DESCRIPTION OF THE TASK
Everything in the records is to be written out exactly, except the pictures.

————————

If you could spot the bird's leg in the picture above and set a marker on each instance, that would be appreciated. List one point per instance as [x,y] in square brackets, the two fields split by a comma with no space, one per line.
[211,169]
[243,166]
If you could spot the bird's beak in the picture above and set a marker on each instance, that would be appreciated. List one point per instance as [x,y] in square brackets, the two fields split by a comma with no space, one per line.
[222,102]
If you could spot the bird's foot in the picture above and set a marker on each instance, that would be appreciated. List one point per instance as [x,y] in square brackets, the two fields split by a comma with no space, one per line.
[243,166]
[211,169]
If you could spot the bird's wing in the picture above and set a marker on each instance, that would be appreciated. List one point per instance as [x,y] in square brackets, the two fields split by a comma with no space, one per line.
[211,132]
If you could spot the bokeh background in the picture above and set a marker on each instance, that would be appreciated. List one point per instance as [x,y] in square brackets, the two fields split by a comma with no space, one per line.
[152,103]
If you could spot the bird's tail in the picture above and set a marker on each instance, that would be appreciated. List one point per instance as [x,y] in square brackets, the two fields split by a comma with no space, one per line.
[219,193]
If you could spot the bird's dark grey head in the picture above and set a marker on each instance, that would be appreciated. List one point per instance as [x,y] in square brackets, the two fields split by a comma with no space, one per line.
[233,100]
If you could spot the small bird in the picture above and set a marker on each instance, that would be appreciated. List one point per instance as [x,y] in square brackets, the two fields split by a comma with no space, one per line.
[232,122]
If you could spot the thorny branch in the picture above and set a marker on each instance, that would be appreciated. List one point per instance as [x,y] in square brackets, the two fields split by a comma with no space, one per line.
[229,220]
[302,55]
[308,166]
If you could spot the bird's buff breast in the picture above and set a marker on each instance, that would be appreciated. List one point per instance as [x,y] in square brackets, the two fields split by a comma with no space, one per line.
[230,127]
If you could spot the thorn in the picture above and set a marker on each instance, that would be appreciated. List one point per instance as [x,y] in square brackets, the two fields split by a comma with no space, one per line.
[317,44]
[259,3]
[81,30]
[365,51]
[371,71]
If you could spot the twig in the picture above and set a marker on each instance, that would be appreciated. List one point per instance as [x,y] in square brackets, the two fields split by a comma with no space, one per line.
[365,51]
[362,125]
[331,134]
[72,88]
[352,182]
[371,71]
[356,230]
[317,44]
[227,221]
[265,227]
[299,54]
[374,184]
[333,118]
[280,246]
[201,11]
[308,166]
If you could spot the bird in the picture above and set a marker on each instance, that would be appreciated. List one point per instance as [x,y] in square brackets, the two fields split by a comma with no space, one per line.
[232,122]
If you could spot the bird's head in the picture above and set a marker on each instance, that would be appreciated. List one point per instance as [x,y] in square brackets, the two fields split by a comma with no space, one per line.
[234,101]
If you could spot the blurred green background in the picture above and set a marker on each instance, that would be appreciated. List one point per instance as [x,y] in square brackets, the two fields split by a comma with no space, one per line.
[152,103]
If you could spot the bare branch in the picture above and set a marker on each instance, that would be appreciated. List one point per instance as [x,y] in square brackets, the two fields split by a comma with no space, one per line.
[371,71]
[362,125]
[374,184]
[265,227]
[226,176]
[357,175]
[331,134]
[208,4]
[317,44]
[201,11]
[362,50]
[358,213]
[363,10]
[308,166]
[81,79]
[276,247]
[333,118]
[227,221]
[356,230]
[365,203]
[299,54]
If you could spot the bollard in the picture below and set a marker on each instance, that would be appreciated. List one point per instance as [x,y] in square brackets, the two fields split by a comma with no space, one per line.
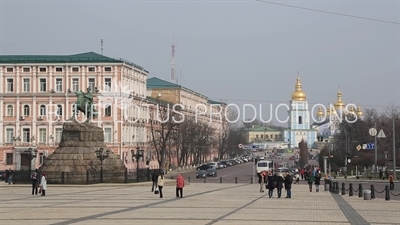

————————

YOUR RESPONSE
If you could spot the bird's leg in the picture above and set a marker on each instance, that would be appreciated. List one point per instance as [x,y] in square brackets, the two fields split by a comma with no space, one per line.
[211,169]
[243,166]
If you could spot the bird's beak in the picture above and set a marker on each instance, that would be appreciated. List one point per instance as [x,y] in square brackets, the two fields split by a comma with no space, one per line.
[222,102]
If you could spot the bird's foot in the picture above and set a marker on each instance, that would be appreciated. List one point per instance as [x,y] in square brackets, the two fields split by a comma with no space, one per line.
[243,166]
[211,169]
If you could spot the bird's wing in the picture above and set a marker on each instance, that would be appreciated. List one point per instance as [x,y] in square brackets, the two fields split by a comma with no space, one per line.
[211,132]
If you could spot the bokeh background in the picture above and set a marker on each instance, that would be appreciated. List one point per instance as [x,y] in square brackets, the two fields split by a comma with no space, one per line.
[152,103]
If you could spot the bird's tail in the picture above and set a marker on each instance, that would be appreciated. List one point per instance as [x,y] in square brackets, the two fields split by a comma with no space, one per line.
[219,193]
If you could spot the bird's dark grey head in the picture above and set a marker on each instance, that would be appreciated. List one point per instance as [x,y] in square brackets, the two fields split by a comma with no space, one per line.
[233,100]
If you could spot the small bird in the picture above and set a marker on each instance, that would be appreciated. List one point per instance as [x,y] in square brackets, the two fields split by a comma with no space, one per line.
[232,122]
If you could spot the thorny branch in the picture above and set a marker on each instance, that would be appreciated. List one point per instance as [x,y] in square brackets, the two fields split by a comma with no space, one per line.
[229,220]
[302,55]
[308,166]
If you could spot the bird's buff breast in the picture above and set a marker on each instance, that would be appreciated. List one point per instance as [x,y] in square brackets, the two fields split by a comma with no space, one per line.
[230,127]
If you could spot the thorn in the picture above and set a marker on each instance, that would be appreciated. List one point per instance as [x,y] in square brackets, the two fields split by a comma with no space, one per line.
[317,44]
[259,3]
[81,30]
[365,51]
[371,71]
If you could spot the twig in the picture above and set a marker on each instance, that would be appreciated. List one point per instance as [x,y] in square brackets, the two fields split by a comma with no space, one per line.
[365,51]
[362,125]
[331,134]
[72,88]
[352,182]
[371,71]
[356,230]
[317,44]
[227,221]
[265,227]
[299,54]
[374,184]
[333,118]
[280,246]
[201,11]
[308,166]
If you could spot the bird in the picture above and set a marker on each instance, that would be appreciated. List one point per instance as [x,y] in square brackets, the two fields split by a comma with no space, one per line.
[232,122]
If you could spot the bird's head in the picture above and set a marker on each instance, that would be appreciated. List one point per instance as [x,y] in square brackets, the two fields split by a comma with no space, one per line.
[234,101]
If you could spot the blurred green background in the picture above and set a marker on each instance, that would be appreciated. List one point per instance as [x,y] in square brackets, the two fields split by a comma with no space, one per line.
[152,103]
If you could spot the bare branch in the picture above and set a marker on each instance, that would be appreciated. List one point per instance as [x,y] in square brackets, the two fields split by a comma with no space, one per line.
[371,71]
[362,125]
[374,184]
[265,227]
[226,176]
[357,175]
[331,134]
[208,4]
[317,44]
[201,11]
[362,50]
[358,213]
[363,10]
[308,166]
[81,79]
[276,247]
[333,118]
[227,221]
[356,230]
[365,203]
[299,54]
If you could spot the bollard in the picture below and set a marker on each instance, that would be appreciated. List one point per instance as [x,y] in square brackets, the two fields split by a comma with no space, one per line.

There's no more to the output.